> **Instructions to follow**: Pictures do not belong in the copy. Output exactly the lines from the one containing "Target: white sleeveless top" to the end of the listing below.

===============

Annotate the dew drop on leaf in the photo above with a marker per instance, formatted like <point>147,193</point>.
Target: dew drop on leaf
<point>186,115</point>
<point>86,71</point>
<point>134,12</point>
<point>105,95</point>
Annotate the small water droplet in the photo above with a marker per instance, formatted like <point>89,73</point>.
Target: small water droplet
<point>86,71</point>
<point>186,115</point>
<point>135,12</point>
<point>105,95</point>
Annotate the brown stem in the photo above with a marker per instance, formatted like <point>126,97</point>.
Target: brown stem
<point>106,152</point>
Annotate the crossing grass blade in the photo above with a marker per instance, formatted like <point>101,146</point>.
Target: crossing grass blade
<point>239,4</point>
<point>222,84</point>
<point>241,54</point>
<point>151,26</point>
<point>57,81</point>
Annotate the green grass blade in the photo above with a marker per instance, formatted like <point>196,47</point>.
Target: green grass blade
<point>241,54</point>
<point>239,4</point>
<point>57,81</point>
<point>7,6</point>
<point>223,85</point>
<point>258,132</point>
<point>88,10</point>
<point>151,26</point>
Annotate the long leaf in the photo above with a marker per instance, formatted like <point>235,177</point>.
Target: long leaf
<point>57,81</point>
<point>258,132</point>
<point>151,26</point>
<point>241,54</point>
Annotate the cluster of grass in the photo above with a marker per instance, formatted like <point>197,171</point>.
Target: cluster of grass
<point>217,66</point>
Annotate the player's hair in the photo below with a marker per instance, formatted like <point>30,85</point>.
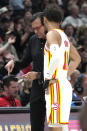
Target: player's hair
<point>53,13</point>
<point>38,15</point>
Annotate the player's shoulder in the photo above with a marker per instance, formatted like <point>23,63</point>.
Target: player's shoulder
<point>53,35</point>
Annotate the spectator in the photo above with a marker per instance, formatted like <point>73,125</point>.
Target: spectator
<point>83,14</point>
<point>34,53</point>
<point>70,32</point>
<point>25,93</point>
<point>28,5</point>
<point>10,91</point>
<point>73,18</point>
<point>16,4</point>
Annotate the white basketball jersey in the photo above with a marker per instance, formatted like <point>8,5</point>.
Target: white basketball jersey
<point>62,68</point>
<point>58,101</point>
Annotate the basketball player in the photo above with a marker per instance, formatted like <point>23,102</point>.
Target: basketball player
<point>57,52</point>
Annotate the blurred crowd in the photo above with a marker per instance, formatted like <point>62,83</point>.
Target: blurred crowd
<point>16,30</point>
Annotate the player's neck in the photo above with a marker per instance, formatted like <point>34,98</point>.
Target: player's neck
<point>52,26</point>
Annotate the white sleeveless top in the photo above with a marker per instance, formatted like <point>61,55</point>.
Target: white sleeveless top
<point>62,68</point>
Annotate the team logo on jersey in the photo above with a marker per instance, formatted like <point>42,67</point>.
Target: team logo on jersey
<point>66,43</point>
<point>55,106</point>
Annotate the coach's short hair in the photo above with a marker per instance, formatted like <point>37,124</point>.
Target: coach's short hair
<point>53,13</point>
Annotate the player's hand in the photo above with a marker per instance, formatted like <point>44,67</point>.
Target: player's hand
<point>11,40</point>
<point>9,66</point>
<point>31,75</point>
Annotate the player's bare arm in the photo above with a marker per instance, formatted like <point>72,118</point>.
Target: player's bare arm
<point>75,60</point>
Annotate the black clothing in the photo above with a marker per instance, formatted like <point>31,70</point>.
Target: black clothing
<point>33,53</point>
<point>37,115</point>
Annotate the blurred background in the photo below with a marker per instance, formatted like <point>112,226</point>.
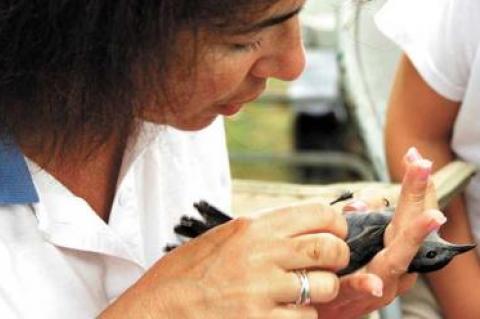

===============

> **Task solution**:
Target: white sleeveless top
<point>62,68</point>
Annotate the team logo on jersey in the photo above with a marker per instance, formatted like <point>42,67</point>.
Target: team logo on jersey
<point>66,43</point>
<point>55,106</point>
Annotate the coach's short hair in the photo above with a marker per instance, formatted like <point>37,124</point>.
Target: coach's short hair
<point>53,13</point>
Annotate the player's hand in the photo above with a marker per instance, formatted like <point>44,67</point>.
Target: player's hand
<point>11,40</point>
<point>9,66</point>
<point>31,75</point>
Annotate the player's bare arm in the photo above with a marker per instance, formatted like <point>72,118</point>.
Target: player's bare arm
<point>75,60</point>
Annotate the black clothing in the photo above with a marker per instance, formatted like <point>31,70</point>.
Target: black clothing
<point>33,53</point>
<point>37,115</point>
Annotate the blurred background in the photo below with a marker per instance, formatted like <point>112,226</point>.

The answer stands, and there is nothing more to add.